**Exercise goal**: Copy every one of the records below word for word and line by line, without changing anything.

**Records**:
******

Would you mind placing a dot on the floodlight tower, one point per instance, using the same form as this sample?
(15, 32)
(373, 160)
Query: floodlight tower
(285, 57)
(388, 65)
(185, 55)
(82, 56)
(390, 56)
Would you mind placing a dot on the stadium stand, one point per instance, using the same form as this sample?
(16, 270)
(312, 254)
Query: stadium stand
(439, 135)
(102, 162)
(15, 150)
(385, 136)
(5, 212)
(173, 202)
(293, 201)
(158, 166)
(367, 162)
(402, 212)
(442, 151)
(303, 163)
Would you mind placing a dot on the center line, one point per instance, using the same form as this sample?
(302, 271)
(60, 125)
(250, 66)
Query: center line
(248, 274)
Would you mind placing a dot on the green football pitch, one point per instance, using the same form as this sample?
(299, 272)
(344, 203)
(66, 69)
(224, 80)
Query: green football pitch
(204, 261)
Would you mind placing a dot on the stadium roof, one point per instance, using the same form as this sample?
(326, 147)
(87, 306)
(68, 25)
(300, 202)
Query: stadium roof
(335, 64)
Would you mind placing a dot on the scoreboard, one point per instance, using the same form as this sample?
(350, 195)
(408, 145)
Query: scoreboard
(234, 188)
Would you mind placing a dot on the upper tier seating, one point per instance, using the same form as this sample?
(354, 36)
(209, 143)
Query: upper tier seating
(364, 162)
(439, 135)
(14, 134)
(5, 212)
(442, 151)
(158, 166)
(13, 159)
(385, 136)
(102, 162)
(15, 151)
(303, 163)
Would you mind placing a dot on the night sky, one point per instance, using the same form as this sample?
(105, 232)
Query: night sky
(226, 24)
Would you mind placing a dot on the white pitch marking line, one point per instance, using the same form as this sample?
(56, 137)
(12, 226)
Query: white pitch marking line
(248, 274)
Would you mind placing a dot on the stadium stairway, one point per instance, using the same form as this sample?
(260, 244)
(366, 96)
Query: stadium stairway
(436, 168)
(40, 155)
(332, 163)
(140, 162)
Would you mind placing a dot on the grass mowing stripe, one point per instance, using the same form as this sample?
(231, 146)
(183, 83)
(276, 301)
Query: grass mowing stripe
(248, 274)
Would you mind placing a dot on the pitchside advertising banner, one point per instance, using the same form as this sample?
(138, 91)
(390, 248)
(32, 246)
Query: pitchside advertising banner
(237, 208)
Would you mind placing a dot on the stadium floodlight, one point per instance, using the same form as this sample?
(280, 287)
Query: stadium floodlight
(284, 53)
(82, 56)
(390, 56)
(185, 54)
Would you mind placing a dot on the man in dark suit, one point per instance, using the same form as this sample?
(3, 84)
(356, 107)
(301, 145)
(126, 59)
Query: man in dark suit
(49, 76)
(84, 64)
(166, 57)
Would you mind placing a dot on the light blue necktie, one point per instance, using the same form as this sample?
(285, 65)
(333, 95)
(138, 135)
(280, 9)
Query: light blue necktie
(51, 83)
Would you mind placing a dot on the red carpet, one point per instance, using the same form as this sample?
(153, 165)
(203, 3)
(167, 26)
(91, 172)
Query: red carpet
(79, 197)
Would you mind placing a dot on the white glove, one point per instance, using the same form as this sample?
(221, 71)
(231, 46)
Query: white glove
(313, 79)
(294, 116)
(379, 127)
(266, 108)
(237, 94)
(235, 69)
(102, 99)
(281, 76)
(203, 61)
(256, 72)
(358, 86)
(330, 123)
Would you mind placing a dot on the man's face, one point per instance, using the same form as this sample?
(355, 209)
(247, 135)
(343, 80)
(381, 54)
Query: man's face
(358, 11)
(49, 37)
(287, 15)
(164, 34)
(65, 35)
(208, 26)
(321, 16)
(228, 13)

******

**Full response**:
Would you mind placing a dot on the floodlight tower, one point per instance, using the same form as this sample?
(15, 32)
(373, 160)
Query: floodlight tower
(285, 57)
(388, 65)
(185, 55)
(82, 56)
(390, 56)
Would you mind placing a dot on the stadium stand, one point per instance, using the same form as this sample?
(16, 270)
(312, 254)
Query: stadium stand
(439, 135)
(102, 162)
(15, 150)
(385, 136)
(5, 212)
(173, 202)
(293, 201)
(158, 166)
(367, 162)
(402, 212)
(442, 151)
(303, 163)
Would you mind placing a dot on the center line, one point per instance, using the same form as this sample?
(302, 271)
(60, 125)
(250, 66)
Query: center line
(248, 274)
Would you mind placing a dot on the green football pitch, one point per instance, using the same form as this sample?
(299, 272)
(344, 203)
(66, 69)
(224, 80)
Query: green football pitch
(204, 261)
Would you mind placing a dot on the stadium roof, one point per instance, using the same form as this sample?
(326, 147)
(87, 306)
(68, 25)
(300, 202)
Query: stadium roof
(335, 64)
Would you mind placing a dot on the scoreboard, one point per instance, using the same form as this sample?
(350, 195)
(408, 145)
Query: scoreboard
(234, 188)
Would you mind placing a dot on the upper tier seating, one point per instance, using the same form as this sample?
(354, 36)
(209, 143)
Query: upper tier seating
(364, 162)
(439, 135)
(14, 134)
(5, 212)
(442, 151)
(158, 166)
(13, 159)
(385, 136)
(102, 162)
(15, 151)
(303, 163)
Would you mind placing a dot on the night sky, one point per instance, using the same form as this sample?
(105, 232)
Query: night sky
(226, 24)
Would you mind placing a dot on the white pitch marking line, one point per instance, using the same form as this sample?
(56, 137)
(12, 226)
Query: white pitch marking line
(248, 274)
Would you mind placing a dot on the stadium stairway, one point per instance, using the same form as this sample?
(260, 244)
(366, 96)
Query: stadium stairway
(436, 168)
(40, 155)
(332, 163)
(140, 162)
Would you mind placing a dot on the grass mowing stripe, one point per instance, using the same form as this sample?
(231, 146)
(183, 83)
(276, 301)
Query: grass mowing stripe
(248, 274)
Would you mind placing a dot on the pitchside advertising banner, one point per instance, using the same form as this sample?
(138, 91)
(390, 248)
(32, 246)
Query: pitchside advertising banner
(237, 208)
Would you mind placing a dot on the stadium floodlight, one point per instance, using the same form as this sample?
(280, 287)
Query: stadium floodlight
(284, 53)
(82, 56)
(390, 56)
(185, 54)
Would you mind placing a dot on the man in dark suit, one point per instance, using the same form as this sample?
(3, 84)
(356, 107)
(301, 145)
(126, 59)
Query: man in dark suit
(49, 76)
(84, 64)
(166, 57)
Would you mind placing a dot on the light blue necktie, one point per instance, using the same form as this sample?
(285, 65)
(333, 95)
(138, 135)
(280, 9)
Query: light blue necktie
(51, 83)
Would you mind placing a dot on the red carpet, one point per instance, using the same form as this sample?
(153, 165)
(203, 3)
(167, 26)
(91, 172)
Query: red carpet
(79, 197)
Would you mind placing a dot on the white glove, one point per instance, using the same form as this sample?
(221, 71)
(231, 46)
Query: white glove
(313, 79)
(294, 116)
(379, 127)
(266, 108)
(237, 94)
(235, 69)
(102, 99)
(281, 76)
(203, 61)
(256, 72)
(358, 86)
(330, 123)
Would you mind placing a dot on the man's face, one point per instance, using the same form as this sample?
(355, 209)
(247, 135)
(343, 80)
(381, 54)
Query: man's face
(358, 11)
(49, 37)
(287, 15)
(164, 34)
(65, 35)
(208, 26)
(321, 16)
(228, 13)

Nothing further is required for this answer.